What is expected: Where a line holds the word "covered", copy that line from the data below.

Data for analysis:
--------------------------------------------------

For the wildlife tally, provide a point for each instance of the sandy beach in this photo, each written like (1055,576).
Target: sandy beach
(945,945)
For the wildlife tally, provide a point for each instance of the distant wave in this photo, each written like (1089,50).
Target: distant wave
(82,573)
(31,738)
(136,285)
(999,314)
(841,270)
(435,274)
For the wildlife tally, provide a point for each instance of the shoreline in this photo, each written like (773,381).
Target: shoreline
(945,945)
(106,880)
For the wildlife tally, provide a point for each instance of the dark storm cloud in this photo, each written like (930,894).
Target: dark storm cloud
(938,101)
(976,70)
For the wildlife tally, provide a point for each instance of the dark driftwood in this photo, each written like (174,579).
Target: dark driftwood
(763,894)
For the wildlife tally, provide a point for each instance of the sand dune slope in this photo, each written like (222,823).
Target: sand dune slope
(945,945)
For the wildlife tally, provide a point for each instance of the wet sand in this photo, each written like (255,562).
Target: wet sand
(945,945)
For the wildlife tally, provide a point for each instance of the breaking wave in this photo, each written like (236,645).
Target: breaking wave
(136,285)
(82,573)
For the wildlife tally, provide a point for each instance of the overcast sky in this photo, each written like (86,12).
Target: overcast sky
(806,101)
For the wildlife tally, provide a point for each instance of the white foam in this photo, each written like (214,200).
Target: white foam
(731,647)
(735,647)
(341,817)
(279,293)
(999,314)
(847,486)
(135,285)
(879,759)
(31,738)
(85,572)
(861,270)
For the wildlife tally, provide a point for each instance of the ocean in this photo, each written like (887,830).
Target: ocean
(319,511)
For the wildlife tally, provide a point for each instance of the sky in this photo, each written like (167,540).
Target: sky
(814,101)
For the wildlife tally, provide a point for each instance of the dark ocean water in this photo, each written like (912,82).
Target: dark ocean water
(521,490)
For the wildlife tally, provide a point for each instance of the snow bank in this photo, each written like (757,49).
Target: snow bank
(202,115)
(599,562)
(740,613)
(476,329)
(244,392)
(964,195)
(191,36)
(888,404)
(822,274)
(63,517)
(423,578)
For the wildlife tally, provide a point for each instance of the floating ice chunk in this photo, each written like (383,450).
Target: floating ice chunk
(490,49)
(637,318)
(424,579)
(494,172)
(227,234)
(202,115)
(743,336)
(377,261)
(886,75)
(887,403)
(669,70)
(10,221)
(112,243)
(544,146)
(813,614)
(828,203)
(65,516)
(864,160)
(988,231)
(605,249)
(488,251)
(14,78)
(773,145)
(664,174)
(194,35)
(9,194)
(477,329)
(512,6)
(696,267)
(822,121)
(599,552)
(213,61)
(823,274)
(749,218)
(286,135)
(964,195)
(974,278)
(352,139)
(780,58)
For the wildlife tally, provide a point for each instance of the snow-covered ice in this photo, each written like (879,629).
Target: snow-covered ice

--------------------------------------------------

Response:
For the wildlife tally, provide a point for each instance of the snow-covered ice in this photo, each written like (879,629).
Target: snow-covered ice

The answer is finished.